Metin

+ + + +

Avrupa Birliği kendi içindeki problemlerle başetme yollarını arayadursun uluslararası arenanın gözü geçen hafta gerçekleşen NATO toplantısına çevrildi. Tek müslüman üyesi Türkiye eski dönemlerde alışılagelenin aksine oyun kurucu pozisyondaydı. Mesajın özünü Cumhurbaşkanı Erdoğan Varşova yolunda verdi. NATO’nun kendinden bekleneni yerine getirebilmesi için daha aktif bir rol üstenmesi gerektiğiydi özünde mesaj. Eğer bugün dünyayı kasıp kavuran terörle mücadele edilecekse o zaman NATO ne güne duruyordu. İstanbul’un göbeğinde bombalar patlatıldığında sözlü kınama mesajları yetecek miydi... Birleşmiş Milletler’in hali ortadayken birleşmek sözde kalmış bir türlü öze inememişken, ya Amerika ya Rusya veya küçük ama efektif İsrail’in hırçınlığı ile şekillenirken NATO’nun benzer bir ikiyüzlülüğe tevessül etmesi ne fayda sağlayacaktır. Belki kısa dönemde günü kurtarır ama uzun solukta katlanarak artan problemler halinde geriye çarpacaktır...

+ + + +

Görev
NATO toplantısını anlatan yazıyı iki cümleyle özetle. Buradaki kayıtlara gerek yok.

Nokta etiketleme örnekleri
+ + + +

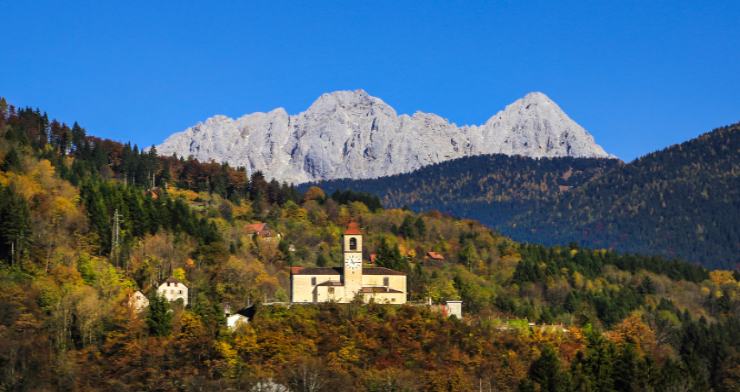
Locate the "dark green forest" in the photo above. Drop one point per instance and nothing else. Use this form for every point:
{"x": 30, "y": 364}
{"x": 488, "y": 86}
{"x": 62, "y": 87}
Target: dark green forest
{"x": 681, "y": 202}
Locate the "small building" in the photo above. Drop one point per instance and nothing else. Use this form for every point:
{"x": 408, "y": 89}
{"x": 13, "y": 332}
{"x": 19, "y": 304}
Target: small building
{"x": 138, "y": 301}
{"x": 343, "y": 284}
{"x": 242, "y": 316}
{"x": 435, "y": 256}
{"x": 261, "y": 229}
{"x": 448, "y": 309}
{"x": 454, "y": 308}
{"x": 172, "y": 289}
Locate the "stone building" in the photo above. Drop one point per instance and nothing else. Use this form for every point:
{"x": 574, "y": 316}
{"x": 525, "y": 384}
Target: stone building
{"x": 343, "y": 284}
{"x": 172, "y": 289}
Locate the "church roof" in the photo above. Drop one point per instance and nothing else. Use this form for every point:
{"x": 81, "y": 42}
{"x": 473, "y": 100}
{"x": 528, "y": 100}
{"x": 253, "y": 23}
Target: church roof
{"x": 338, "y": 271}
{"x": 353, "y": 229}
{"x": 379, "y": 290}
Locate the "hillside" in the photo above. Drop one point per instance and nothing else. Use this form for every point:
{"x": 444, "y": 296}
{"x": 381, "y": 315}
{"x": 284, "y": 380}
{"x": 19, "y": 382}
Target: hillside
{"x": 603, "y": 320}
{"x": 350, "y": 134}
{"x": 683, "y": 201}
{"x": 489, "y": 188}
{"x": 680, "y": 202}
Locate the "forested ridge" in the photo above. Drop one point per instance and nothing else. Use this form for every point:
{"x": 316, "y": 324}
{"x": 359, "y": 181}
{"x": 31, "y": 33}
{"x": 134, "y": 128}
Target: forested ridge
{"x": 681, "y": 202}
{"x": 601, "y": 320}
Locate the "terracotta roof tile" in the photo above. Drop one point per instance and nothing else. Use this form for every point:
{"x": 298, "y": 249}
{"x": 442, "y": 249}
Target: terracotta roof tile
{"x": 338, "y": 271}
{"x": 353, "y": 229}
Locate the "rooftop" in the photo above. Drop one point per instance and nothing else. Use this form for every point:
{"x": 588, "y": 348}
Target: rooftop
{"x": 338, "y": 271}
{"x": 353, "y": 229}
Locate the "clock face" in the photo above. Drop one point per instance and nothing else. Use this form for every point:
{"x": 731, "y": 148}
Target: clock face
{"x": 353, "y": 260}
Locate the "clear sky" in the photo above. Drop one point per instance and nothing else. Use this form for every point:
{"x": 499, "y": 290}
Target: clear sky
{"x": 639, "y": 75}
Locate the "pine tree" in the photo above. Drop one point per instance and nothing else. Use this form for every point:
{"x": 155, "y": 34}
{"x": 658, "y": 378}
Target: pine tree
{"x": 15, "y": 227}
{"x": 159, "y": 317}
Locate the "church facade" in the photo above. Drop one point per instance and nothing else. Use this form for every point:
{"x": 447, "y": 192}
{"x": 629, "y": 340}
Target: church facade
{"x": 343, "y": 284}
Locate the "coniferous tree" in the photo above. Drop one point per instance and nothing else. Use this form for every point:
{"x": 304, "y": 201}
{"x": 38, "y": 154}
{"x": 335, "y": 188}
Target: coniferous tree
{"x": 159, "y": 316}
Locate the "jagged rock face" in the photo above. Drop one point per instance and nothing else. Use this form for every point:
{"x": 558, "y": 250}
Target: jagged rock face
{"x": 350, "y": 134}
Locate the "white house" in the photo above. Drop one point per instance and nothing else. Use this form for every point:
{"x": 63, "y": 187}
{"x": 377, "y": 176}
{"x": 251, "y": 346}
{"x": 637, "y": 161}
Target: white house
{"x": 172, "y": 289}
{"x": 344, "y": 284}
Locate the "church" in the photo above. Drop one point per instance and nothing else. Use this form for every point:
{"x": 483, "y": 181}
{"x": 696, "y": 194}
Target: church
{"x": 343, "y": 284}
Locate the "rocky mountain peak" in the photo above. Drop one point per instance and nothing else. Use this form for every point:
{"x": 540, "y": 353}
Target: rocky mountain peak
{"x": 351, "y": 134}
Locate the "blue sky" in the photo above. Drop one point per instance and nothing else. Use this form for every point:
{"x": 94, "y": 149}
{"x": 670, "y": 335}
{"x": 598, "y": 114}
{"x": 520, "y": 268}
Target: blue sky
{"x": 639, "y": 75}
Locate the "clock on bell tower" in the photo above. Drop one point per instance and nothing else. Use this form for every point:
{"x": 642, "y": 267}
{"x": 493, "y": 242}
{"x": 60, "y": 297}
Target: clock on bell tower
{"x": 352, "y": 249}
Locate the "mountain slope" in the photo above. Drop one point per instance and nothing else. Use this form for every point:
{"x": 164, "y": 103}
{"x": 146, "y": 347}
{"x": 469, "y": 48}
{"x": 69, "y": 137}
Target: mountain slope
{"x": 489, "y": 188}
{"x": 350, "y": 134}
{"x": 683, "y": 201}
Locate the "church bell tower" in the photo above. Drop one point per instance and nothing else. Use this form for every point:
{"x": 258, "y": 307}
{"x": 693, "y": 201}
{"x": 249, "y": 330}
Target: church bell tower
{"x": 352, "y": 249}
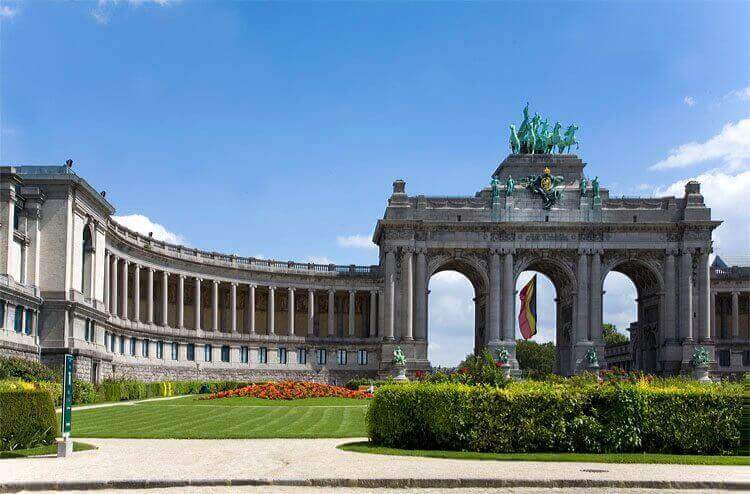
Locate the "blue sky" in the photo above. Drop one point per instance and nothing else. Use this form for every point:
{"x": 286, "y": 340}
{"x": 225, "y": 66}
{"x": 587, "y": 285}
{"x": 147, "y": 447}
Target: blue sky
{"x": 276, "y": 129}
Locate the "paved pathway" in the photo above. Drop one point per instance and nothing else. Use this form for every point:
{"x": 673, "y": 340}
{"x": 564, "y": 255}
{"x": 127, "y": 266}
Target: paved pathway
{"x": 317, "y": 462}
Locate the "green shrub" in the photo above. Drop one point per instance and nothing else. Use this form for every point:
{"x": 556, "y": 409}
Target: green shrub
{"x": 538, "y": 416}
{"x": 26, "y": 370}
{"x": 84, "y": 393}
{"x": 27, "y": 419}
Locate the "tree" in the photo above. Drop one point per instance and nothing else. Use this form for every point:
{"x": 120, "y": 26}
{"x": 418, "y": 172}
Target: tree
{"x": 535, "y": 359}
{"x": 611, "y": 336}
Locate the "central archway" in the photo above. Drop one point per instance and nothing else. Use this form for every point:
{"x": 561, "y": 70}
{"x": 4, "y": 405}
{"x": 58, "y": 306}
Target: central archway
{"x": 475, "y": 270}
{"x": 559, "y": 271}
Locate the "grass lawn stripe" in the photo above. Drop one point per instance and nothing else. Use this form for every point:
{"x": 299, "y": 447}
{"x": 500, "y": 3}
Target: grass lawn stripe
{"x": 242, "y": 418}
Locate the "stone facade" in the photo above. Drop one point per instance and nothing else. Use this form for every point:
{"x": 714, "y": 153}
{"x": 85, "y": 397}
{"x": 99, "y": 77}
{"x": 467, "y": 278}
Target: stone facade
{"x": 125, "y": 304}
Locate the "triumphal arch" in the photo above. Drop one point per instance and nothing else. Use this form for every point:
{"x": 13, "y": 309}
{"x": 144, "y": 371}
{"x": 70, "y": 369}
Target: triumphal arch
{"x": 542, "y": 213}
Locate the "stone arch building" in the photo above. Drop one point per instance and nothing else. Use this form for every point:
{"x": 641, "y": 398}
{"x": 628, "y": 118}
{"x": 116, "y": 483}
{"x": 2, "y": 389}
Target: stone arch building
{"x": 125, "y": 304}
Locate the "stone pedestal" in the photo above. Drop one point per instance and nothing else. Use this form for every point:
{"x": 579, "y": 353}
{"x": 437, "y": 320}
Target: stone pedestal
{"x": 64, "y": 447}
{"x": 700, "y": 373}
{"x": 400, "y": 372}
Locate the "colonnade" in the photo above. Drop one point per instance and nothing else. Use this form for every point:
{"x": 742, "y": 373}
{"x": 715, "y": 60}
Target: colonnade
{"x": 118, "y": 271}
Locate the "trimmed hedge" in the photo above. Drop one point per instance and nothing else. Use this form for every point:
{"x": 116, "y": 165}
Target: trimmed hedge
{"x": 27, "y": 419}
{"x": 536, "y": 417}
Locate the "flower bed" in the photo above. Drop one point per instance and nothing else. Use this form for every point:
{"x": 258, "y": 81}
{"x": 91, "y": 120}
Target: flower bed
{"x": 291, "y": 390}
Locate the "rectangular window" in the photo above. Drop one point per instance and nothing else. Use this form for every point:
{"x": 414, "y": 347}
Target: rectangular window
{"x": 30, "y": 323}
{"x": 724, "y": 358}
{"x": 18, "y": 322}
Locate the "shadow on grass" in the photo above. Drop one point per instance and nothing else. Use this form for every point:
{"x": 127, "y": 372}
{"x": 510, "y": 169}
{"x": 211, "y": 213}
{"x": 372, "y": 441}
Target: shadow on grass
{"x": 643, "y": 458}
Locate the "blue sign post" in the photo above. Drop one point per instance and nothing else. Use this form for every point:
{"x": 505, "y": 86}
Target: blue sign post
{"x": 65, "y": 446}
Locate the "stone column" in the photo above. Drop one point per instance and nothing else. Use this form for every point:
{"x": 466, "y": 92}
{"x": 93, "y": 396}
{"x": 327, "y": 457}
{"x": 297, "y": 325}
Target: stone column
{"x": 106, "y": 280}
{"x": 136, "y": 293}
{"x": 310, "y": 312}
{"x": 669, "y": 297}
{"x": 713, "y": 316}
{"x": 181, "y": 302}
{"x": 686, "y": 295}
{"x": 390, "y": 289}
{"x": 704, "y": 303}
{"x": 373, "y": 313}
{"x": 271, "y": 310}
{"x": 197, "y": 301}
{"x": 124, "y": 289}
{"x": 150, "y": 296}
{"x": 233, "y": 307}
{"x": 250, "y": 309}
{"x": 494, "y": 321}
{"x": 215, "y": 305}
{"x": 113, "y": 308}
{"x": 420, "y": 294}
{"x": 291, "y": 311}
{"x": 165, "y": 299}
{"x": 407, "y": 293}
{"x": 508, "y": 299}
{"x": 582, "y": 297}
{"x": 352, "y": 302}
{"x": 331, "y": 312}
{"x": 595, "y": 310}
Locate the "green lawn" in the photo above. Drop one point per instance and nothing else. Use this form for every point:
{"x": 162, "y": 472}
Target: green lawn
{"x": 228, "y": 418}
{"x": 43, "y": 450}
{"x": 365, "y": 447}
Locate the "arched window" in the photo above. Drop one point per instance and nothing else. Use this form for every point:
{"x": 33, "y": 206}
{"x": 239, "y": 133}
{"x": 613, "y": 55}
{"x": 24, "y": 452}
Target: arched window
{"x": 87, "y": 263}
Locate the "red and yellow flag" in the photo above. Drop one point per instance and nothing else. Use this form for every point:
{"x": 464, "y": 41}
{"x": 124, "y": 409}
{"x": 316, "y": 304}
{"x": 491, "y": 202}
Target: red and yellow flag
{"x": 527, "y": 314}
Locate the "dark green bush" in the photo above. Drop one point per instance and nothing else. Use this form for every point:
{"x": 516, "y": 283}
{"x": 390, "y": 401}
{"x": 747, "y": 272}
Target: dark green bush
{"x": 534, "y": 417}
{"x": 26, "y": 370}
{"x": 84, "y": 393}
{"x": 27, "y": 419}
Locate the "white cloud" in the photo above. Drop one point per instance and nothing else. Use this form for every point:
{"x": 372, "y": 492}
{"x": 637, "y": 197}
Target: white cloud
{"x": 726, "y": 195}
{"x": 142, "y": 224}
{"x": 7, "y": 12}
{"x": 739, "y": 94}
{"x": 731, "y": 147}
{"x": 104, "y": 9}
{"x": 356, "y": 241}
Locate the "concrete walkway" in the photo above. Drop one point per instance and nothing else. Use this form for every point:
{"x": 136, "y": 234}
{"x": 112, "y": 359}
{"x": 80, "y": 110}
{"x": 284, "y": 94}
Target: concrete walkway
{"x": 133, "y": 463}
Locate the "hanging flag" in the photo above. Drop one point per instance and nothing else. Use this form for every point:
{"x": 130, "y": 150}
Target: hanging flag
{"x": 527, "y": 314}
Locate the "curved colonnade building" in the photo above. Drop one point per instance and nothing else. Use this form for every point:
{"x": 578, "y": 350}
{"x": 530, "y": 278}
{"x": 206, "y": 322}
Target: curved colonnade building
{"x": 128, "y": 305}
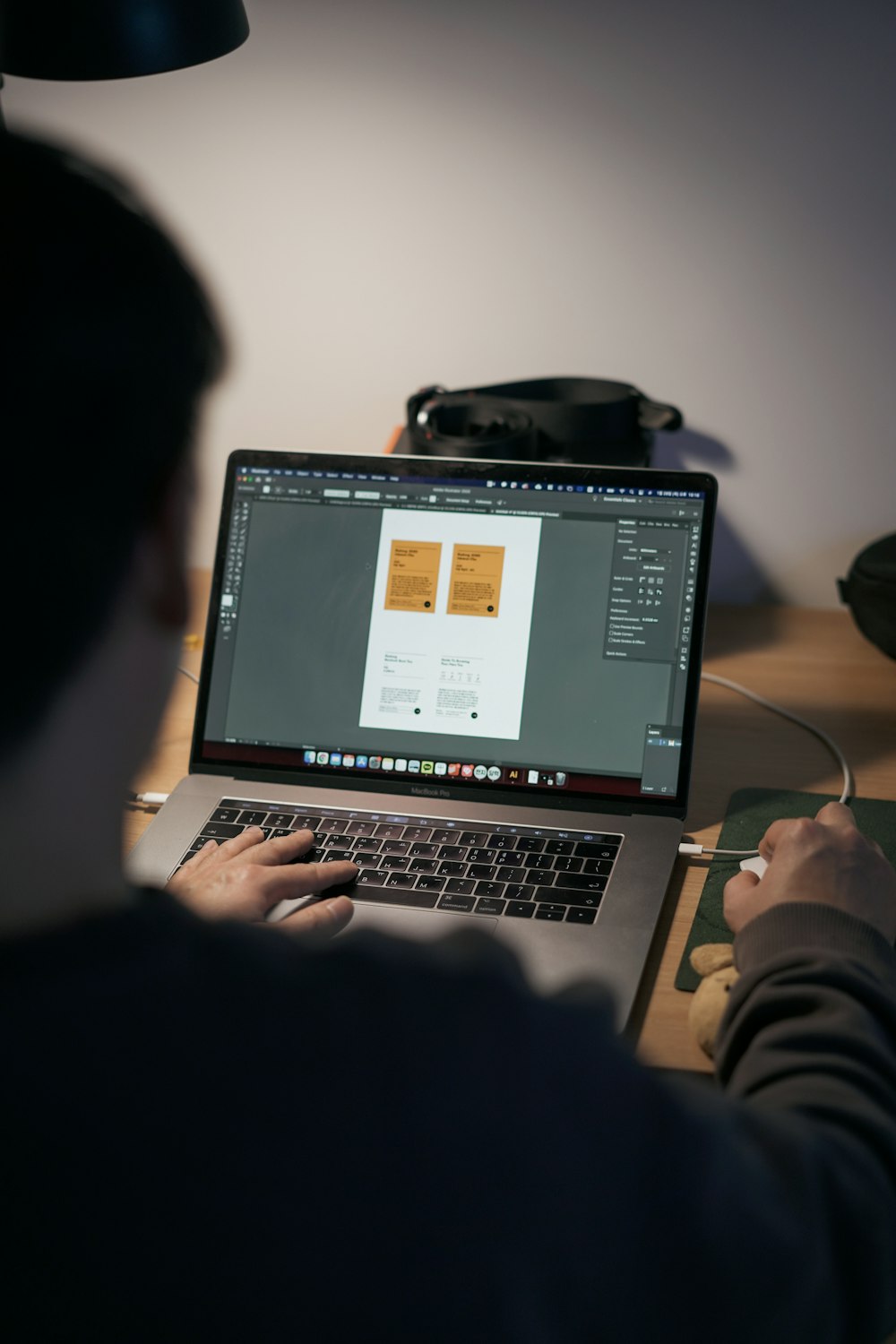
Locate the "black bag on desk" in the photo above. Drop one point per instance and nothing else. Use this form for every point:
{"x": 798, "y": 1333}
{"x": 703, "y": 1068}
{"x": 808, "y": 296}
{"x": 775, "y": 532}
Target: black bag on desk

+ + + +

Cevap
Geçen hafta yapılan NATO toplantısında Türkiye, eskiden alışılanın aksine oyun kurucu konumdaydı ve Cumhurbaşkanı Erdoğan, Varşova yolunda NATO'nun kendinden bekleneni yapabilmesi için daha aktif bir rol üstlenmesi gerektiği mesajını verdi. Yazıya göre NATO'nun da benzer bir ikiyüzlülüğe başvurması kısa dönemde belki günü kurtarır, ama uzun vadede katlanarak artan problemler olarak geri döner.